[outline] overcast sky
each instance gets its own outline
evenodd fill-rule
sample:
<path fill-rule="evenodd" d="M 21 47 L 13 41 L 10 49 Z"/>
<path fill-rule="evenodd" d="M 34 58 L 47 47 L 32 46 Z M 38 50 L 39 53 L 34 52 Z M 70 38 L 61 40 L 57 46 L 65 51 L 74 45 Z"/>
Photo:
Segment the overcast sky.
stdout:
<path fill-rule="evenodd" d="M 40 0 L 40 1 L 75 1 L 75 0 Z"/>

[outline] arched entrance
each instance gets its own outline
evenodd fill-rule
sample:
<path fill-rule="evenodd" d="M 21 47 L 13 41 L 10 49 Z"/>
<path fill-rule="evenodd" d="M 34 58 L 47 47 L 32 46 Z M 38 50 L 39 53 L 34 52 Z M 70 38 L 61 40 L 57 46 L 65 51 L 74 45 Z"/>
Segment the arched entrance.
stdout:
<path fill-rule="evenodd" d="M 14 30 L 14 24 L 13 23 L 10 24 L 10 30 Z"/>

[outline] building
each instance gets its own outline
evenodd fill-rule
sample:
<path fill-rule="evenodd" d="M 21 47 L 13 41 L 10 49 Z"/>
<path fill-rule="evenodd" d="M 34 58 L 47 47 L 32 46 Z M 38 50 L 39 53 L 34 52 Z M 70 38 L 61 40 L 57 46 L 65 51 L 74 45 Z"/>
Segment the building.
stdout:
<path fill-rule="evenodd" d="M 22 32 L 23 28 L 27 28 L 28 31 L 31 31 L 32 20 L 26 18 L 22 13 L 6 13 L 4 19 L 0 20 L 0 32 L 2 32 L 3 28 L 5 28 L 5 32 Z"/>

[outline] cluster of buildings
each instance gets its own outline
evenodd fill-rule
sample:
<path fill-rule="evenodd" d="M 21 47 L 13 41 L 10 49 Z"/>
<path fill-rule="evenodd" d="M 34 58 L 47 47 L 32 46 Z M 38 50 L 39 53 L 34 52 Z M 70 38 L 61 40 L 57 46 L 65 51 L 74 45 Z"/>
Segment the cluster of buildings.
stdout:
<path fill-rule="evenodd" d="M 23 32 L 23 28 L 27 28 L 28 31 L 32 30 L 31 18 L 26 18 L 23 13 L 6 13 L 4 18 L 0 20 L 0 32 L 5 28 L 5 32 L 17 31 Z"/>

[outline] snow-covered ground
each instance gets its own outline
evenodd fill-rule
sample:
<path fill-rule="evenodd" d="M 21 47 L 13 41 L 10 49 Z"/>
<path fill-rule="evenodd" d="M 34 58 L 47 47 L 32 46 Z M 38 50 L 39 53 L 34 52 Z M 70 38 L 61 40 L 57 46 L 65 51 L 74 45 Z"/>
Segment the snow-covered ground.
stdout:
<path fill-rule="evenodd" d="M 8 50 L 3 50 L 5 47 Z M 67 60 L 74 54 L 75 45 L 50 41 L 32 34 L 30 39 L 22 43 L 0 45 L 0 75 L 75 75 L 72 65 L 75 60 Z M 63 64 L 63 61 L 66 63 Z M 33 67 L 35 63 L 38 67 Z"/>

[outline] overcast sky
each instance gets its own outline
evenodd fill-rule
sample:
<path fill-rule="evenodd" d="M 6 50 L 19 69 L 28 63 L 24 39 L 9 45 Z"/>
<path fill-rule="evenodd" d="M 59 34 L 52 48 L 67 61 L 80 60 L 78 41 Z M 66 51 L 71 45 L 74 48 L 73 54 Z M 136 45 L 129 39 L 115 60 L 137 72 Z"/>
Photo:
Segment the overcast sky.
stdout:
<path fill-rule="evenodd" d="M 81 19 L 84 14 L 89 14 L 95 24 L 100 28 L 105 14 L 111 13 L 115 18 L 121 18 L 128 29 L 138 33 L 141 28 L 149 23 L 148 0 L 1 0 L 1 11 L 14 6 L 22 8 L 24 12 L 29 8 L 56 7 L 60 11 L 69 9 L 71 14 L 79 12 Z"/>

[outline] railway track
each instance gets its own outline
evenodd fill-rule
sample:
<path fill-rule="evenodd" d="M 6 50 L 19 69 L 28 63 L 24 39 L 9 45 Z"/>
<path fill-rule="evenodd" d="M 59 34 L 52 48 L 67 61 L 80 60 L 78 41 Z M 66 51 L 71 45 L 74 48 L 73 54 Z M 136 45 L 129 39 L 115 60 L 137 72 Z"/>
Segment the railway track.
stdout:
============
* Required work
Could you reproduce the part of the entries that opens with the line containing "[outline] cluster of buildings" and runs through the end of the entries, requests included, shifting every coordinate in the answers up by 109 and leaving the requests and their format samples unchanged?

* Answer to the exercise
[outline] cluster of buildings
each instance gets its own outline
evenodd fill-rule
sample:
<path fill-rule="evenodd" d="M 21 47 L 13 41 L 10 49 Z"/>
<path fill-rule="evenodd" d="M 34 58 L 47 47 L 32 46 Z M 38 50 L 39 53 L 34 52 Z M 70 38 L 61 40 L 57 46 L 65 51 L 74 45 Z"/>
Segment the cluster of buildings.
stdout:
<path fill-rule="evenodd" d="M 132 141 L 132 137 L 136 137 L 137 140 L 141 139 L 140 127 L 135 127 L 132 122 L 115 122 L 113 127 L 109 129 L 109 141 L 114 137 L 114 141 L 126 140 Z"/>

[outline] snow-covered ground
each instance gets its own outline
evenodd fill-rule
sample:
<path fill-rule="evenodd" d="M 21 47 L 13 41 L 10 49 Z"/>
<path fill-rule="evenodd" d="M 34 58 L 47 47 L 32 46 Z M 38 50 L 39 53 L 34 52 Z M 70 38 L 61 40 L 57 46 L 65 51 L 74 45 Z"/>
Segment the snow-covered ground.
stdout:
<path fill-rule="evenodd" d="M 117 159 L 112 159 L 114 156 Z M 176 169 L 183 163 L 184 154 L 159 150 L 141 143 L 139 148 L 131 152 L 109 154 L 109 184 L 184 184 L 181 174 L 184 169 Z M 172 173 L 172 170 L 175 172 Z M 142 176 L 144 172 L 147 176 Z"/>

[outline] overcast sky
each instance gets its own outline
evenodd fill-rule
sample:
<path fill-rule="evenodd" d="M 6 50 L 19 69 L 28 63 L 24 39 L 9 45 Z"/>
<path fill-rule="evenodd" d="M 59 34 L 52 48 L 67 61 L 80 60 L 78 41 Z M 66 51 L 71 45 L 74 48 L 73 54 Z M 136 45 L 129 39 L 115 60 L 137 72 Z"/>
Photo:
Segment the overcast sky.
stdout:
<path fill-rule="evenodd" d="M 190 128 L 193 123 L 198 123 L 204 133 L 209 137 L 214 123 L 220 122 L 224 127 L 230 127 L 237 138 L 247 142 L 250 137 L 258 132 L 257 109 L 110 109 L 110 120 L 123 115 L 131 117 L 133 121 L 138 117 L 165 116 L 169 120 L 178 118 L 180 123 L 188 121 Z"/>

[outline] railway track
each instance gets its own outline
evenodd fill-rule
sample:
<path fill-rule="evenodd" d="M 6 50 L 19 69 L 28 63 L 24 39 L 9 45 Z"/>
<path fill-rule="evenodd" d="M 59 34 L 52 48 L 67 61 L 80 60 L 78 41 Z M 66 51 L 71 45 L 74 48 L 73 54 Z M 136 45 L 129 39 L 115 60 L 137 72 Z"/>
Segment the railway track.
stdout:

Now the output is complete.